▼▼▼

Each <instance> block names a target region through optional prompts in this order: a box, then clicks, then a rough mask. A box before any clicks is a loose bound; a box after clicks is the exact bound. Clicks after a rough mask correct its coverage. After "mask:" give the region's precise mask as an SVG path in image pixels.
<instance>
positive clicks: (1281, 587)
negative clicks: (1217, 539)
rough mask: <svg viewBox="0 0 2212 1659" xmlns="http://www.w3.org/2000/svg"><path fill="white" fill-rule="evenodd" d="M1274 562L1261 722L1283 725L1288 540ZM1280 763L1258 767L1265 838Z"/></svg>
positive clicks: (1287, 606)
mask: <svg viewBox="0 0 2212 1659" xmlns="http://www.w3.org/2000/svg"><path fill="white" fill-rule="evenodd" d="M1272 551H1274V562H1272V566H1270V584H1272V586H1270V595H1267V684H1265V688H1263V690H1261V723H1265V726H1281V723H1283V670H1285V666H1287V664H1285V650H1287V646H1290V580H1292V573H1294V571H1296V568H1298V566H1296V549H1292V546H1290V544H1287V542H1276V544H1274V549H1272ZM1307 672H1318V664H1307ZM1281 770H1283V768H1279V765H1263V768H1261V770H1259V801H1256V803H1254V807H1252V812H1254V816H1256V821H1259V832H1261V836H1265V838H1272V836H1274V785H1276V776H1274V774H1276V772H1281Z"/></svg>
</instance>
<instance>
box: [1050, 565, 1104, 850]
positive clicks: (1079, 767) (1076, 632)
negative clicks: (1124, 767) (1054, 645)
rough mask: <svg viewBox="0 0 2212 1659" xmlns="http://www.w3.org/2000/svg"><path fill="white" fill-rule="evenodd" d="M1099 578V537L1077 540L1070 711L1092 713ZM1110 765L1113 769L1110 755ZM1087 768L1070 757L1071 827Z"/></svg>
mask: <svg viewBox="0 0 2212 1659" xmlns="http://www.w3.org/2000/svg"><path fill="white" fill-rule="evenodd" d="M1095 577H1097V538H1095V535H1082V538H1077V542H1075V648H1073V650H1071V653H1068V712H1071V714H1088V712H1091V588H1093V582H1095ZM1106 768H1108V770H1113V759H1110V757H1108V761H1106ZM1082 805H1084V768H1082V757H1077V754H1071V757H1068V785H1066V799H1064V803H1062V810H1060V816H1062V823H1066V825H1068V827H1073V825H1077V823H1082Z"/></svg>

▲▲▲

What the task requires
Return all of the records above word for word, changing nothing and leaving nothing out.

Answer to this exercise
Each <instance> block names a target region through optional prompts in this order: a box, then clicks, then a rough mask. A box before any clicks is a loose bound; a box after clicks is the exact bound. Clicks after a rough mask correct its coverage. After "mask:" give the region's precise mask as an SVG path in image pixels.
<instance>
positive clicks: (1281, 587)
negative clicks: (1217, 539)
rough mask: <svg viewBox="0 0 2212 1659" xmlns="http://www.w3.org/2000/svg"><path fill="white" fill-rule="evenodd" d="M1274 562L1261 722L1283 725L1288 540ZM1280 763L1258 767L1265 838Z"/></svg>
positive clicks: (1287, 606)
mask: <svg viewBox="0 0 2212 1659" xmlns="http://www.w3.org/2000/svg"><path fill="white" fill-rule="evenodd" d="M1272 551H1274V562H1272V566H1270V584H1272V586H1270V595H1267V684H1265V688H1263V690H1261V723H1265V726H1281V723H1283V670H1285V666H1287V664H1285V650H1287V646H1290V580H1292V573H1294V571H1296V568H1298V566H1296V549H1292V546H1290V544H1287V542H1276V544H1274V549H1272ZM1307 672H1318V664H1307ZM1281 770H1283V768H1279V765H1263V768H1261V770H1259V801H1256V803H1254V807H1252V812H1254V816H1256V821H1259V832H1261V836H1265V838H1272V836H1274V785H1276V776H1274V774H1276V772H1281Z"/></svg>
</instance>
<instance>
box: [1050, 565, 1104, 850]
positive clicks: (1079, 767) (1076, 632)
negative clicks: (1124, 767) (1054, 645)
rough mask: <svg viewBox="0 0 2212 1659" xmlns="http://www.w3.org/2000/svg"><path fill="white" fill-rule="evenodd" d="M1099 578V537L1077 540L1070 711L1092 713ZM1110 765L1113 769L1110 755ZM1087 768L1070 757L1071 827Z"/></svg>
mask: <svg viewBox="0 0 2212 1659" xmlns="http://www.w3.org/2000/svg"><path fill="white" fill-rule="evenodd" d="M1095 577H1097V538H1095V535H1082V538H1077V542H1075V648H1073V650H1071V653H1068V712H1071V714H1088V712H1091V588H1093V582H1095ZM1106 768H1108V770H1113V759H1110V757H1108V761H1106ZM1082 805H1084V768H1082V757H1077V754H1071V757H1068V785H1066V799H1064V803H1062V810H1060V816H1062V823H1066V825H1068V827H1073V825H1077V823H1082Z"/></svg>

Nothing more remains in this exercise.